## Excerpts from labeled region data
+---+

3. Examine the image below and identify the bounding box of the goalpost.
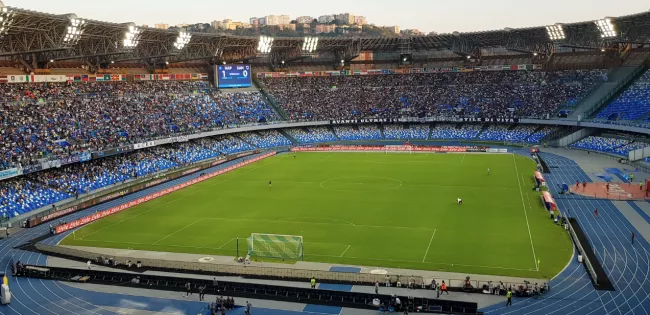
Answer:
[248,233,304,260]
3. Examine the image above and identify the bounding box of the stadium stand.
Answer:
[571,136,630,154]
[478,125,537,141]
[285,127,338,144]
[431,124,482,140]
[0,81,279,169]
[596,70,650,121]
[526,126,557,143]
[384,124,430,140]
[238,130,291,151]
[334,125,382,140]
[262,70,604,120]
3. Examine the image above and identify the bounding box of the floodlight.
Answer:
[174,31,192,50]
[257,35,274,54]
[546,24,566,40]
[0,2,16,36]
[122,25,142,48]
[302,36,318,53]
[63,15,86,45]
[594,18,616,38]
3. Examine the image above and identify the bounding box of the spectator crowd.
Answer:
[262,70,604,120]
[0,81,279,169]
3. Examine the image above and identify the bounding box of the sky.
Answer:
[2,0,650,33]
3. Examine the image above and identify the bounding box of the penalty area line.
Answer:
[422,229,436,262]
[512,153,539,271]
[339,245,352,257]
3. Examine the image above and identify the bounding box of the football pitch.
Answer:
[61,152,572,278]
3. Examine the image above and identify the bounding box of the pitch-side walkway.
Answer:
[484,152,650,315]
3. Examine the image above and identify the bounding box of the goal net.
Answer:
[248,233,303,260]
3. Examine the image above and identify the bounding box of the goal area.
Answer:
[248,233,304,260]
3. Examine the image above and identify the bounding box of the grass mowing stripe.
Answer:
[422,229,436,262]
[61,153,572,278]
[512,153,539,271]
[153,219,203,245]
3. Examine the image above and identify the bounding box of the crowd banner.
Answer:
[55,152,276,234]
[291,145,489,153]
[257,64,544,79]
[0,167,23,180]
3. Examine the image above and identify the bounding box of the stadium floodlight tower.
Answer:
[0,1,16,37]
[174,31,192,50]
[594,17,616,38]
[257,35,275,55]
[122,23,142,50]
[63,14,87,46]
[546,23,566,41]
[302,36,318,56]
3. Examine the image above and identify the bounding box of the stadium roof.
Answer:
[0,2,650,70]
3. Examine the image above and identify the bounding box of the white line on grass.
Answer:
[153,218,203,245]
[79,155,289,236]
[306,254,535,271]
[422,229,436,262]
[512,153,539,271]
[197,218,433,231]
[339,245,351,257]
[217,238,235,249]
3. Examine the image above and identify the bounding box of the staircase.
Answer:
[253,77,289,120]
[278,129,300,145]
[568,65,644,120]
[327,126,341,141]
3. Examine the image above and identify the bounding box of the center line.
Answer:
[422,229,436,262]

+---+

## Task directions
Rewrite the entries from the start through the line containing "[153,219,203,245]", switching "Examine" to "Study" wherever it appears and changing nothing else. Leave out the pictures.

## Exercise answer
3. Study the image below and identify the bounding box of the goalpost.
Answer:
[248,233,304,260]
3. Study the image above and identify the bounding box of the stadium stand.
Answer:
[571,136,630,154]
[478,125,537,141]
[285,127,338,144]
[431,124,482,140]
[0,81,279,169]
[596,70,650,121]
[526,126,557,143]
[384,124,430,140]
[238,130,291,151]
[334,125,382,140]
[262,70,604,120]
3. Study the image above and identify the bounding box of the floodlight.
Answer:
[174,31,192,50]
[257,35,274,54]
[546,24,566,40]
[0,2,16,36]
[122,25,142,48]
[302,36,318,53]
[63,15,86,45]
[594,18,616,38]
3. Study the image above and identify the bounding box of the spectator crowd.
Answer:
[262,70,604,120]
[0,81,279,169]
3. Study the image above and identify the bounding box of the sky.
Answer:
[2,0,650,33]
3. Study the image above and identify the bounding box of the penalty area line.
Answer:
[422,229,436,262]
[512,153,539,271]
[339,245,352,257]
3. Study the image above and identify the bounding box of the football pitch.
Answer:
[61,152,572,278]
3. Study the image above and identify the bounding box of the pitch-side walkway.
Answer:
[484,152,650,315]
3. Study the image above and identify the bounding box of the goal net.
Answer:
[248,233,303,260]
3. Study the image above and identify the bounding box of the goal area.
Answer:
[248,233,304,260]
3. Study the image above and identify the bounding box of the grass mowing stripe.
Answer:
[422,229,436,262]
[61,153,572,278]
[512,153,539,271]
[153,219,203,245]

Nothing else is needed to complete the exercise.